DATA SUPPLIED ▸
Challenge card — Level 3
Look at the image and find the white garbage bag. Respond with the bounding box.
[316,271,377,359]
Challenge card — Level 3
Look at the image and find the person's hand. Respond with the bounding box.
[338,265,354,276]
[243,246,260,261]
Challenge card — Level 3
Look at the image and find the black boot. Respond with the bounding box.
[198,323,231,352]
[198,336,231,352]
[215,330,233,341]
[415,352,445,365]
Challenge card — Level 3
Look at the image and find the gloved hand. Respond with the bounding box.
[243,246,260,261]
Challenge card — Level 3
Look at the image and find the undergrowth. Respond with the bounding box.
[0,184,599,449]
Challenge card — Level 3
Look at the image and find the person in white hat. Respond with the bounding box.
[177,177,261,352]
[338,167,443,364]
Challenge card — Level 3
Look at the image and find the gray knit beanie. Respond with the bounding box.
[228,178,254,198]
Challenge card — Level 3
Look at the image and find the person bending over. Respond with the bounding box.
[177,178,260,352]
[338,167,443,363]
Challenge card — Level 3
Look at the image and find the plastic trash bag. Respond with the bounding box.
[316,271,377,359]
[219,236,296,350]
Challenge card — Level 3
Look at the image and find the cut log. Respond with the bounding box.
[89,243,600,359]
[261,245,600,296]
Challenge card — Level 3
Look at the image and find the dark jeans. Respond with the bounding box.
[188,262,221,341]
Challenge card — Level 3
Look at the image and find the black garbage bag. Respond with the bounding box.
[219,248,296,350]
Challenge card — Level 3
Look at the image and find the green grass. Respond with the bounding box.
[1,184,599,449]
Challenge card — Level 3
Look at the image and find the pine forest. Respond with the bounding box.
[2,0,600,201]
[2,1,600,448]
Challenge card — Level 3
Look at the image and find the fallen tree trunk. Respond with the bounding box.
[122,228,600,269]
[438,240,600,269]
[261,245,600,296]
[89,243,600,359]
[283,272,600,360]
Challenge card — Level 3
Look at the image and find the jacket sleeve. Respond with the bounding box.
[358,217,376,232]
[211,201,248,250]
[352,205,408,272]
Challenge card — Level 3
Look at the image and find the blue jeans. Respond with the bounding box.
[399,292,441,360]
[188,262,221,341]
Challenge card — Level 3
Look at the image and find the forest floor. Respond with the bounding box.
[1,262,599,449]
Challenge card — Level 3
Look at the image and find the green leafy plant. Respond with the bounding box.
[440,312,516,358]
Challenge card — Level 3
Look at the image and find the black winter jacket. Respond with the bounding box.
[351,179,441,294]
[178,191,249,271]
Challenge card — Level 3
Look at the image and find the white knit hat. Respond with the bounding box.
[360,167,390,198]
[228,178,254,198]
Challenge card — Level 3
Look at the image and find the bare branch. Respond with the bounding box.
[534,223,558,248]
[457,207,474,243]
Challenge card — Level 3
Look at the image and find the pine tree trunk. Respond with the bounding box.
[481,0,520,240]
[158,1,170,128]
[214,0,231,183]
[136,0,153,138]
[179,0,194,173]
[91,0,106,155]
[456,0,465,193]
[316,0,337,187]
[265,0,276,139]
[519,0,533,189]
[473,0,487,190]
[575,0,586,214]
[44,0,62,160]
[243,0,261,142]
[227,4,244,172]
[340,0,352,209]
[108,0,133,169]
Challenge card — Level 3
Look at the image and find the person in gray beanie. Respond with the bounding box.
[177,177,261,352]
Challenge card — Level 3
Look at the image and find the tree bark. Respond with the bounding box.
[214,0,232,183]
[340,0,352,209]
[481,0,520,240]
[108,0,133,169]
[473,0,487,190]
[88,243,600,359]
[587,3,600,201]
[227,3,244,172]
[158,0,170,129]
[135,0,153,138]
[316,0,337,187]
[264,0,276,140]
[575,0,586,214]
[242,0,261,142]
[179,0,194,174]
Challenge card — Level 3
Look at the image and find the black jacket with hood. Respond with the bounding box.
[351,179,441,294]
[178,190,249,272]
* * *
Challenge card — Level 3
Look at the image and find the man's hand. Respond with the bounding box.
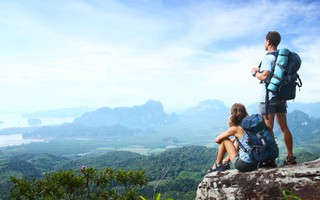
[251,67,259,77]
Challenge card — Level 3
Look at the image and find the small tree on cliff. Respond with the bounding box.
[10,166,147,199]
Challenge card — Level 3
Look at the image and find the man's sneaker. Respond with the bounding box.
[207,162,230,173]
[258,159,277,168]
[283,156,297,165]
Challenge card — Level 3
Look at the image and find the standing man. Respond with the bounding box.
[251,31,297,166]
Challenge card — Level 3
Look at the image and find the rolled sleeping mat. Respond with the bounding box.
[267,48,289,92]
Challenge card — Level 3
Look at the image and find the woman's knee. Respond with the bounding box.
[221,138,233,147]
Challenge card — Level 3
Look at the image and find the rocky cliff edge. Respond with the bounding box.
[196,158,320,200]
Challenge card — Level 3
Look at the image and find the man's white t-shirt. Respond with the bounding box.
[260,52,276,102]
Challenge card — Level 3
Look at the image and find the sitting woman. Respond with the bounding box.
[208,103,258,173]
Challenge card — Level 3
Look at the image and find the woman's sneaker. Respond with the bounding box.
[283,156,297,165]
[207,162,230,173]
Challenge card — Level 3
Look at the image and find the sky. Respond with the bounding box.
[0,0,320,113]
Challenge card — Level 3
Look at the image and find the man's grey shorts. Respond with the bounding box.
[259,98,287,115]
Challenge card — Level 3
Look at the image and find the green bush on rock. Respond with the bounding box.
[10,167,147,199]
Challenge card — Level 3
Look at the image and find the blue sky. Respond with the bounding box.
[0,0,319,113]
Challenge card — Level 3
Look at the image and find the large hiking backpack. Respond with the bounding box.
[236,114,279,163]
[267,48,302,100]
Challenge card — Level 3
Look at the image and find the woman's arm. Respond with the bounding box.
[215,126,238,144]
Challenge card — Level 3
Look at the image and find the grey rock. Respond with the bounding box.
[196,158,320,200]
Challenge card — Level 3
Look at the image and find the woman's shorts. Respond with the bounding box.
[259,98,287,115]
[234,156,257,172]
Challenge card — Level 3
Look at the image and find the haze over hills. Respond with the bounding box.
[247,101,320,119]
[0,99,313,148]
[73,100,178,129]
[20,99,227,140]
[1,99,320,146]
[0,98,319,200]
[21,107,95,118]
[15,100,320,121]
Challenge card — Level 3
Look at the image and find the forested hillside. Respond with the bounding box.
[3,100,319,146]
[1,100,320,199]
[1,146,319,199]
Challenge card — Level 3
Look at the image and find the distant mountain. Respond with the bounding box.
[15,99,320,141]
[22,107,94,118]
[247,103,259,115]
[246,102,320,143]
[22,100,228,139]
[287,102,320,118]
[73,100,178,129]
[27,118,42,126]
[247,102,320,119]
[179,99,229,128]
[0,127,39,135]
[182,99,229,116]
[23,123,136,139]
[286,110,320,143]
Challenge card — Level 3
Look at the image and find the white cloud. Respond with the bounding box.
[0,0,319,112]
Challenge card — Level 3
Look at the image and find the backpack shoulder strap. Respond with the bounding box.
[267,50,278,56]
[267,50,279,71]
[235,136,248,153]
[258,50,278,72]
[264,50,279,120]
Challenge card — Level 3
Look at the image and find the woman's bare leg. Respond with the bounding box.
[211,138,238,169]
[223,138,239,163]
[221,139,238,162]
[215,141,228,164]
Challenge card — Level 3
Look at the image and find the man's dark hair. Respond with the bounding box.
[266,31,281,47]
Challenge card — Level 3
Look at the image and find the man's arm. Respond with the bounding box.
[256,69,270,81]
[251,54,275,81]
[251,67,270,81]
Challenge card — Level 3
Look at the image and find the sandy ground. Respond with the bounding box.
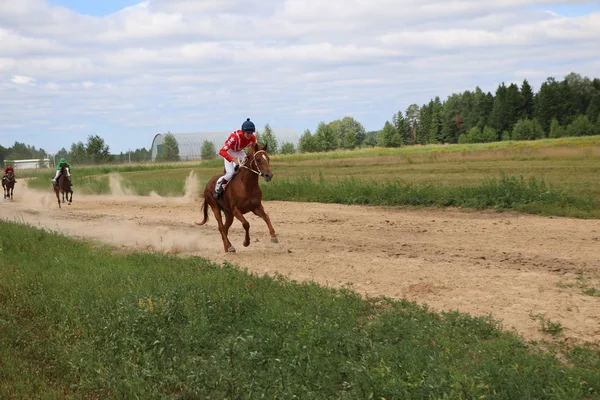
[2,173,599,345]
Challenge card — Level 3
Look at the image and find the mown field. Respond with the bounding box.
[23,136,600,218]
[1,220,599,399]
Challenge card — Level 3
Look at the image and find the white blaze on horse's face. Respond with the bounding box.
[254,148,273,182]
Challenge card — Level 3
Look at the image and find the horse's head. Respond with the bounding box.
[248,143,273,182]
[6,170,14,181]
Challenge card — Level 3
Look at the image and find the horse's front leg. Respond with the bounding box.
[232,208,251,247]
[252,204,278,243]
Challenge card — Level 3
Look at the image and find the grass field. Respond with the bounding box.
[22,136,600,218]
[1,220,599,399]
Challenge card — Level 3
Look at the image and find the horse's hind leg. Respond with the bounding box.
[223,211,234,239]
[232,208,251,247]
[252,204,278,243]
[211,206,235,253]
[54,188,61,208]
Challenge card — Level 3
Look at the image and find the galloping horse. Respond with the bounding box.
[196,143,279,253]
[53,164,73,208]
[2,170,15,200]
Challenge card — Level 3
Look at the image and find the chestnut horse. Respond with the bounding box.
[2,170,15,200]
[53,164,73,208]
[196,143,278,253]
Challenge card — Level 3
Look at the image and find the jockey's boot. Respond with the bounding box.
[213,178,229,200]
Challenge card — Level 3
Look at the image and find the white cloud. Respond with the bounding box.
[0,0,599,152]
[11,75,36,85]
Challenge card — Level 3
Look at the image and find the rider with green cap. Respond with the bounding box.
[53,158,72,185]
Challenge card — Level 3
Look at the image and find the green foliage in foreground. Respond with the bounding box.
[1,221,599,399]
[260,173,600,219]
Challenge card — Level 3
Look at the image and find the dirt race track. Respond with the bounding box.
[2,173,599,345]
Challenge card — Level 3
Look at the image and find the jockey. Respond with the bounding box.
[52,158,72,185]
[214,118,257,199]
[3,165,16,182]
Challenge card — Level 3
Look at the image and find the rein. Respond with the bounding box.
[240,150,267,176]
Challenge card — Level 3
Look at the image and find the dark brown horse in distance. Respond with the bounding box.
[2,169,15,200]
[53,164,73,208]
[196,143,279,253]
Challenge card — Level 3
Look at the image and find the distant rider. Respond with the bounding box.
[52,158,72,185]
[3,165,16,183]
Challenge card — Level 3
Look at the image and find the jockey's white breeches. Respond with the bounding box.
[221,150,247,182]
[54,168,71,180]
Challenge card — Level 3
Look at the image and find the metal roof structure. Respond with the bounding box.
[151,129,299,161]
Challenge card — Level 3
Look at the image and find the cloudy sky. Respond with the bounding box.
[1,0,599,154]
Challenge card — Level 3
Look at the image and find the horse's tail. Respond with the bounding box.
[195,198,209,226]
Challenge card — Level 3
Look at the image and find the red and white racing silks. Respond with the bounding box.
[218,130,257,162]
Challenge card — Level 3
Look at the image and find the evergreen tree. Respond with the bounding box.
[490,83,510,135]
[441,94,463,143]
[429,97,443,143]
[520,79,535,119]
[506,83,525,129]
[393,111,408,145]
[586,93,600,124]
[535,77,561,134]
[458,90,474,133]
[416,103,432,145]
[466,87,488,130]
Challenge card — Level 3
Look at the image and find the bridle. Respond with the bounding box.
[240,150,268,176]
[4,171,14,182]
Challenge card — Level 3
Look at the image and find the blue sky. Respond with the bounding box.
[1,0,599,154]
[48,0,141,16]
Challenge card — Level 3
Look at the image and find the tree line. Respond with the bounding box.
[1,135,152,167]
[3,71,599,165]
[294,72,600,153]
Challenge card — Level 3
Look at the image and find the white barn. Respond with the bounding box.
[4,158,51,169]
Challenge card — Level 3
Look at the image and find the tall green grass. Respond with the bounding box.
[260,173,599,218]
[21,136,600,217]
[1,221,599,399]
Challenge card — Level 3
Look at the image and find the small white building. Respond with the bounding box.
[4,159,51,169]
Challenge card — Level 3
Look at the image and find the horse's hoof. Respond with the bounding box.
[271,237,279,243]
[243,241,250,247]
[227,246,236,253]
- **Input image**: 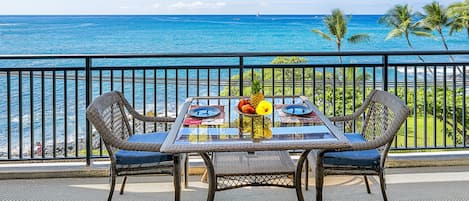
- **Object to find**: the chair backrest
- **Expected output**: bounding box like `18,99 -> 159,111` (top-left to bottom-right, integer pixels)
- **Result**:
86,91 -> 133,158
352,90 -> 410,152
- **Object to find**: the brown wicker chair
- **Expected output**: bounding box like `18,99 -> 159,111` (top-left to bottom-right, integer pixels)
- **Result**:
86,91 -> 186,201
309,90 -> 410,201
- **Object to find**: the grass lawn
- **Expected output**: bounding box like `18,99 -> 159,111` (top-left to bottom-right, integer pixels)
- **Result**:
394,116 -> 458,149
...
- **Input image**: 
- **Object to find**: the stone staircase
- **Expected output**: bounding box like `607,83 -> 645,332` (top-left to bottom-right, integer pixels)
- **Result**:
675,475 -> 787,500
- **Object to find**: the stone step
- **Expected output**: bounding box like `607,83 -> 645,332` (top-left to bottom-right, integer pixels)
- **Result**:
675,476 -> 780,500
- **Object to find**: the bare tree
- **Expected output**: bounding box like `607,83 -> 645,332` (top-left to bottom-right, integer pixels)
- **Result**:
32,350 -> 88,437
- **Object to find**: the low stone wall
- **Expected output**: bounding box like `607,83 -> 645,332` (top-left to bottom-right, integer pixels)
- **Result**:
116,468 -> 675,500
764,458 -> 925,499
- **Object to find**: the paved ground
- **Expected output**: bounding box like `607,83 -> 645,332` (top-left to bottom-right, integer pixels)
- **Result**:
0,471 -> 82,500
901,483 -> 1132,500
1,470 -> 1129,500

EXERCISE BRIEF ▸
Among the lines of the listing above, count those that include "chair" and give only the total.

TASK ANSWER ▸
2